- [Problem requirements]: Rewrite the listing below from its first line through the line containing "M644 193L635 193L627", replacing every "instance" with "occurrence" and leaving all else unchanged. Omit the pictures from your answer.

Region segmentation data:
——————————
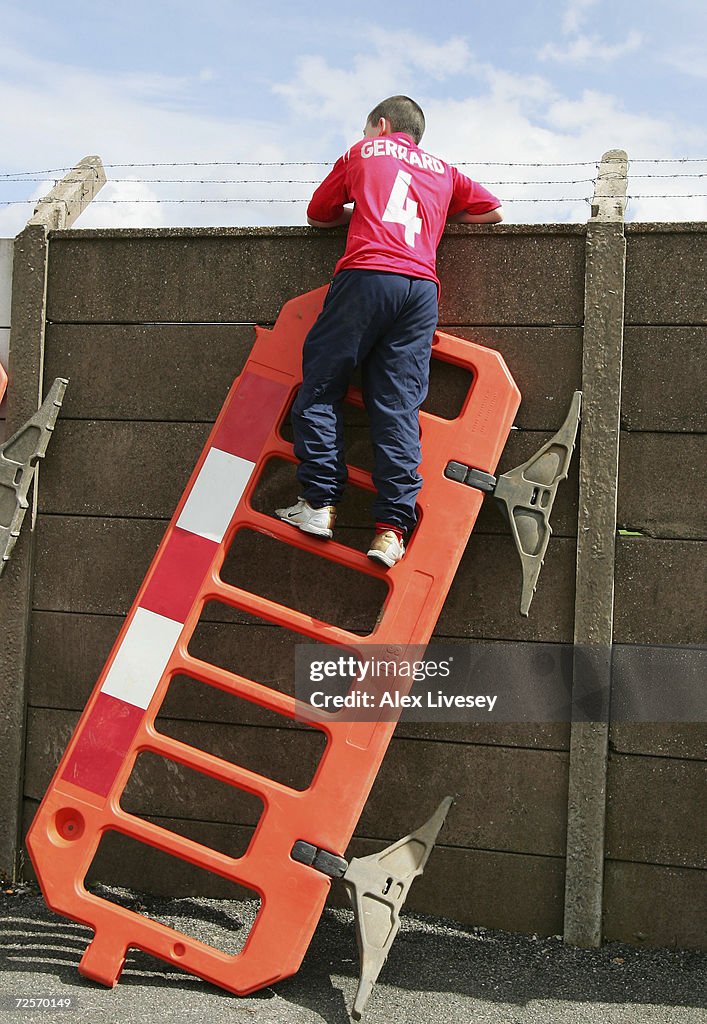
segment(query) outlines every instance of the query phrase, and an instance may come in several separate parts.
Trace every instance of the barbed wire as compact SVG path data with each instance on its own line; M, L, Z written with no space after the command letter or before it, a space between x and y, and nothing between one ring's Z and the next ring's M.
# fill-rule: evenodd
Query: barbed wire
M644 193L635 193L627 195L626 200L639 200L639 199L707 199L707 193L675 193L673 195L664 195L662 193L656 193L655 195L647 195ZM308 197L302 199L94 199L91 202L91 206L204 206L204 205L260 205L268 206L271 204L300 204L304 205L308 203ZM591 204L595 201L594 196L557 196L551 199L539 198L534 196L515 196L510 198L505 198L503 200L503 205L506 206L511 203L588 203ZM22 199L22 200L0 200L0 207L8 206L42 206L45 200L36 199ZM50 200L49 203L57 202Z
M662 179L662 180L673 180L677 182L679 179L703 179L707 178L707 171L681 171L674 170L670 173L632 173L632 166L635 164L673 164L673 165L684 165L684 164L707 164L707 157L657 157L657 158L636 158L634 160L628 161L628 174L629 180L634 181L637 179L650 180L650 179ZM153 162L153 163L112 163L103 165L107 169L118 169L118 168L129 168L129 169L140 169L140 168L158 168L158 167L322 167L331 166L331 162L324 161L174 161L174 162ZM457 161L455 162L457 167L507 167L507 168L562 168L562 167L594 167L597 171L600 167L600 161L563 161L563 162L521 162L521 161ZM0 187L2 185L20 185L25 182L39 184L50 179L51 175L58 174L64 171L72 171L76 168L49 168L43 171L15 171L0 174ZM621 175L619 175L621 177ZM59 180L66 183L83 183L83 178L72 178L65 175L64 178L54 178L54 183L57 184ZM532 177L521 177L521 178L503 178L499 177L494 180L485 181L486 184L494 187L500 186L501 188L505 186L524 186L524 187L535 187L535 186L558 186L558 185L593 185L596 187L597 176L593 177L582 177L582 178L536 178ZM317 185L321 182L321 178L278 178L278 177L262 177L262 178L252 178L252 177L239 177L239 178L209 178L209 177L180 177L180 178L170 178L170 177L139 177L133 175L132 177L110 177L108 179L108 184L132 184L132 185L161 185L161 184L179 184L179 185L199 185L199 186L216 186L216 185L267 185L269 190L276 190L274 186L282 185L292 185L292 184L302 184L302 185ZM15 189L16 193L16 189ZM269 205L303 205L309 201L310 191L306 196L301 198L280 198L276 196L266 196L256 198L253 196L226 196L226 197L216 197L210 198L207 196L198 196L196 198L171 198L154 196L152 198L134 198L134 199L94 199L91 205L97 206L129 206L129 205L144 205L144 206L155 206L155 205L178 205L178 206L203 206L203 205L259 205L259 206L269 206ZM637 201L637 200L695 200L695 199L707 199L707 194L703 193L671 193L671 194L658 194L658 193L630 193L626 197L626 202ZM514 204L567 204L567 203L586 203L591 204L594 201L594 196L509 196L503 197L504 205L514 205ZM12 207L12 206L30 206L34 205L36 207L41 206L45 199L26 199L26 200L0 200L0 208ZM49 201L51 202L51 201Z
M144 163L110 163L105 168L119 167L331 167L333 160L184 160L152 161ZM450 160L456 167L599 167L600 160L575 161L501 161L501 160ZM636 157L628 161L632 164L704 164L707 157ZM22 177L32 179L37 175L52 175L73 171L75 167L50 167L43 170L8 171L0 173L0 180ZM670 176L670 175L666 175Z

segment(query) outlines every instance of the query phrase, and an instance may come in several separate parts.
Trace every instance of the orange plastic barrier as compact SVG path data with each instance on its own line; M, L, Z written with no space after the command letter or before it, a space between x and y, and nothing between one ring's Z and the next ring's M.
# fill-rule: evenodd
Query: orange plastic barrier
M245 994L297 971L331 880L292 859L304 840L343 854L394 729L394 722L343 722L294 697L199 660L188 645L207 601L217 600L314 638L362 650L366 644L425 644L454 579L483 494L447 479L450 459L493 473L521 395L501 356L438 333L433 355L473 371L460 415L421 414L424 486L405 558L385 570L364 552L323 543L257 512L251 495L268 459L294 461L280 427L300 380L301 346L326 289L288 302L255 345L186 486L106 668L37 812L27 845L44 896L58 913L95 930L79 970L116 983L128 947L177 964ZM352 400L360 395L351 393ZM352 484L370 475L349 467ZM227 586L219 569L236 532L247 527L386 582L373 632L336 626ZM323 730L327 748L310 785L294 791L159 733L155 718L173 676L185 674ZM151 751L259 797L264 810L246 853L228 857L127 813L120 797L138 753ZM227 955L124 909L84 887L107 829L181 857L261 897L248 940Z

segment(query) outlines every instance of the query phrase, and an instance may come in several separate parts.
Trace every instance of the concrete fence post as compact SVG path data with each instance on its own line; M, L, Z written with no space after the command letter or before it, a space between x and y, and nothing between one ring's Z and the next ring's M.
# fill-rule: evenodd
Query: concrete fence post
M14 241L7 387L11 436L41 403L47 278L47 228L33 224ZM34 483L37 492L37 478ZM27 714L27 659L34 529L29 516L0 579L0 874L15 879L22 813ZM34 526L34 522L32 523Z
M37 204L14 240L6 434L11 436L42 402L49 231L69 227L106 182L99 157L85 157ZM15 879L25 764L27 662L32 610L35 517L25 522L0 580L0 876ZM30 529L30 525L32 528Z
M106 184L100 157L84 157L35 207L29 225L71 227Z
M601 158L587 224L565 941L601 944L628 159Z

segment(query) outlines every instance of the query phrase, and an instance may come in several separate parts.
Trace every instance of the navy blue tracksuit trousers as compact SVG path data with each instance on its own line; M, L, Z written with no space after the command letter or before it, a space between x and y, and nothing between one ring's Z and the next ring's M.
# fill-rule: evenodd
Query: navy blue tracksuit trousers
M292 407L300 494L336 505L346 482L342 402L361 366L374 453L376 522L409 530L422 485L418 412L427 394L438 322L432 281L378 270L341 270L302 351L303 382Z

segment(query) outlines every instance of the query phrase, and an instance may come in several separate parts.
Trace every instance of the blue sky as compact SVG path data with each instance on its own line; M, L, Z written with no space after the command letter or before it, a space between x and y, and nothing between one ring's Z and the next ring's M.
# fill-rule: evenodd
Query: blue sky
M586 219L587 179L614 147L636 161L630 194L685 197L633 199L630 217L707 219L707 200L687 198L707 193L707 176L684 176L707 175L707 160L639 163L707 157L703 0L363 0L345 10L321 0L0 0L0 203L41 196L60 176L9 175L89 154L107 165L232 162L109 167L101 202L77 226L303 223L326 166L237 162L332 163L397 92L425 109L423 146L489 183L507 220ZM30 213L0 206L0 234Z

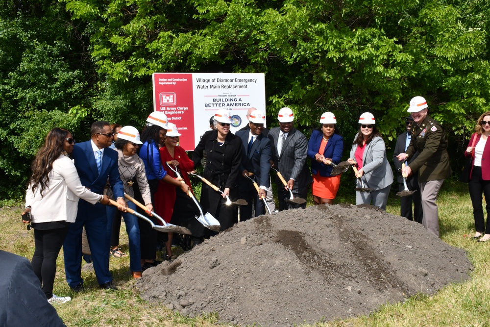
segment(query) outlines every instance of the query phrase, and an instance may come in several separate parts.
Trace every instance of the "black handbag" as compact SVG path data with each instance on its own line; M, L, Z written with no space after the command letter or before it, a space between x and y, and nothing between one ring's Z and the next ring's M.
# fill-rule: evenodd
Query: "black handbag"
M473 142L471 144L471 148L473 148L473 151L474 151L475 143L476 142L476 134L475 134L475 137L473 139ZM463 183L468 183L469 182L469 174L471 172L471 167L473 166L473 153L471 153L471 156L466 159L466 162L465 163L465 167L463 169L463 172L461 172L461 175L460 176L460 181L463 182Z

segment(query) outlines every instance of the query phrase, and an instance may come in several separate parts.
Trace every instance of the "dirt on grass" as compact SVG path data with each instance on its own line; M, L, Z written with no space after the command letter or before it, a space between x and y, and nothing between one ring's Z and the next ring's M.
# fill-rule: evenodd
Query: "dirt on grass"
M293 326L368 314L469 278L466 252L371 206L294 209L241 222L143 273L143 298L191 317Z

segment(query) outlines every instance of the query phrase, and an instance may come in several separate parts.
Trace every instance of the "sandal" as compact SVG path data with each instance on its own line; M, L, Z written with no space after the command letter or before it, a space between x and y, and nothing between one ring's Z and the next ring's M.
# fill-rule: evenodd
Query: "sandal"
M126 256L126 253L121 251L121 248L111 250L111 253L112 253L112 256L115 258L122 258L123 256Z

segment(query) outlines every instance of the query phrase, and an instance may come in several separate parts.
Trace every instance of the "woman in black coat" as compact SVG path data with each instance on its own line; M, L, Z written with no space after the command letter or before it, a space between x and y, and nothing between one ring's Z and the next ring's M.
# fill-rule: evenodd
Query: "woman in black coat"
M204 212L209 212L218 219L221 230L238 222L236 206L226 205L225 195L232 201L238 197L238 177L242 160L242 140L230 132L231 120L226 109L220 109L214 116L215 130L204 133L194 150L192 160L196 168L206 154L203 177L223 191L221 194L204 183L201 191L200 202Z

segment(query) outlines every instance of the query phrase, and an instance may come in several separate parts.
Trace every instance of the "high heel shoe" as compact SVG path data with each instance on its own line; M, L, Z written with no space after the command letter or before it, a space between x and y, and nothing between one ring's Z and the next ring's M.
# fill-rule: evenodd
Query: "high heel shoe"
M484 234L483 236L478 240L478 242L487 242L490 240L490 234Z

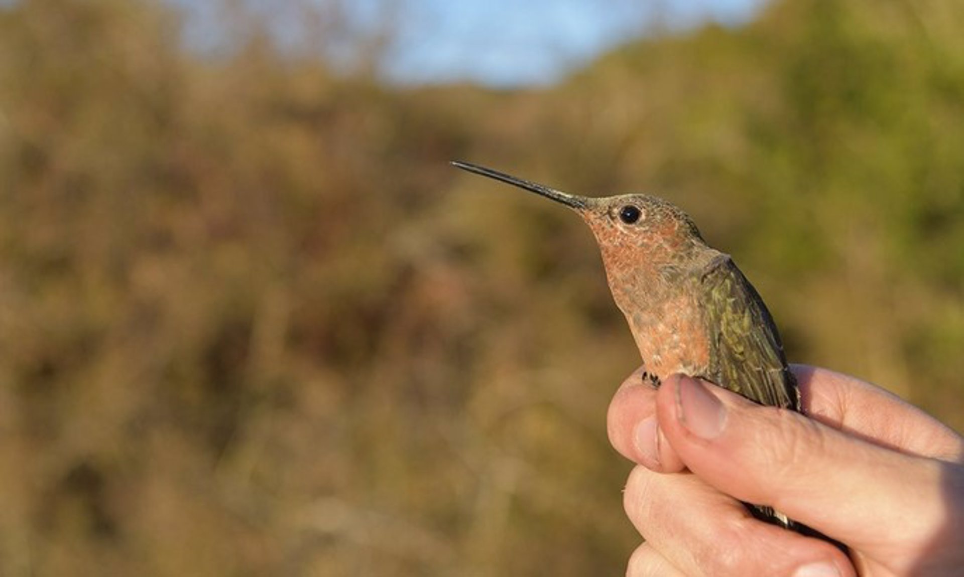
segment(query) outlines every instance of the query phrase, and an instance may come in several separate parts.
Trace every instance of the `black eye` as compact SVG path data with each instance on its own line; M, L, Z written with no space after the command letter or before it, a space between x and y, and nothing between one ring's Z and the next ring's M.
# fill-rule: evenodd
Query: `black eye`
M623 221L627 224L632 224L639 220L639 217L642 216L642 214L643 213L640 212L637 207L631 204L627 204L623 208L619 209L619 220Z

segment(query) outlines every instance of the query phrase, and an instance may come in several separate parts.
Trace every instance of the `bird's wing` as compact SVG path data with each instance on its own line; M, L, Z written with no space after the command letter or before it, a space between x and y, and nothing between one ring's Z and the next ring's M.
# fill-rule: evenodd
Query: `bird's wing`
M787 367L773 318L733 259L721 253L698 282L710 328L706 377L762 405L799 410L796 380Z

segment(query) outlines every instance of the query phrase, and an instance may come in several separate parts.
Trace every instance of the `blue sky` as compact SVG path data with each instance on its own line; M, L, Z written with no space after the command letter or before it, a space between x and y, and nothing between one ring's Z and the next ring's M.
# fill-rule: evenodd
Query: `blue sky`
M422 0L388 63L405 83L546 84L629 38L706 20L736 24L761 0Z
M189 41L210 43L225 26L218 3L169 0L189 14ZM243 0L275 20L276 34L304 29L297 1ZM738 24L765 0L307 0L336 6L350 44L354 32L388 24L382 72L402 84L472 81L496 87L549 84L600 53L658 29L679 30L707 20ZM353 32L354 31L354 32ZM216 40L213 40L216 41ZM344 45L344 44L342 44Z

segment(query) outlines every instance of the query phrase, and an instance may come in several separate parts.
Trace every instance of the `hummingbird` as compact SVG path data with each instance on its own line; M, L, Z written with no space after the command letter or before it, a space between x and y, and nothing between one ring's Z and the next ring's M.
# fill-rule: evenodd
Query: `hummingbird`
M582 217L642 356L644 381L658 387L680 373L761 405L801 411L796 380L763 299L682 209L649 195L580 197L467 162L452 165L561 202ZM763 521L816 534L765 505L749 508Z

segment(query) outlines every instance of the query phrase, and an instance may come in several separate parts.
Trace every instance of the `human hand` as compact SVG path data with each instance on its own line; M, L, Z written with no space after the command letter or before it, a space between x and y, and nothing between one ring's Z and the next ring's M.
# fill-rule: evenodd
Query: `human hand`
M627 379L609 439L640 465L624 502L646 538L627 574L960 575L964 439L872 384L792 370L806 417L685 377L658 389L638 371ZM740 501L773 506L850 558Z

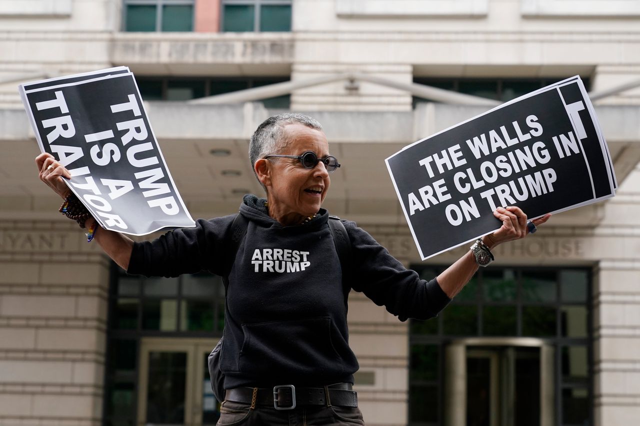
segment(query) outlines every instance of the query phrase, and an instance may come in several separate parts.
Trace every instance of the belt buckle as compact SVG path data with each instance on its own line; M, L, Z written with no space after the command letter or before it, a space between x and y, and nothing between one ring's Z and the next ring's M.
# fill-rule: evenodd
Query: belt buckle
M291 402L292 404L291 407L280 407L278 406L278 390L283 389L284 388L288 388L291 390ZM276 410L292 410L296 407L296 387L292 384L281 384L277 386L273 386L273 408Z

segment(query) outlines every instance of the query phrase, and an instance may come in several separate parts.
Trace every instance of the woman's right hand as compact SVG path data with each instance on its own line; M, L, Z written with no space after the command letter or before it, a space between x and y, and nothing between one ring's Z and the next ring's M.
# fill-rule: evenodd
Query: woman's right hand
M70 179L71 173L59 163L53 155L44 152L36 157L36 164L40 171L40 179L63 199L66 198L70 190L63 178Z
——————————
- [Solved problem]:
segment(query) outlines every occurrence of the query phrase, and an occurrence may come in several separate parts.
Trace every occurrence of the barbed wire as compact SVG path data with each occurrence on its own line; M, L, Z written with no space after the command letter or before it, a space between x and y, and nothing between one ring's Z and the next ring's M.
# fill-rule: evenodd
Query: barbed wire
M644 193L635 193L627 195L626 200L639 200L639 199L707 199L707 193L675 193L673 195L664 195L662 193L656 193L655 195L647 195ZM308 197L302 199L94 199L91 202L91 206L204 206L204 205L260 205L268 206L271 204L300 204L304 205L308 203ZM591 204L595 201L594 196L557 196L551 199L539 198L534 196L515 196L510 198L505 198L503 200L503 205L506 206L511 203L588 203ZM22 199L22 200L0 200L0 207L8 206L42 206L45 200L36 199ZM50 200L49 203L57 202Z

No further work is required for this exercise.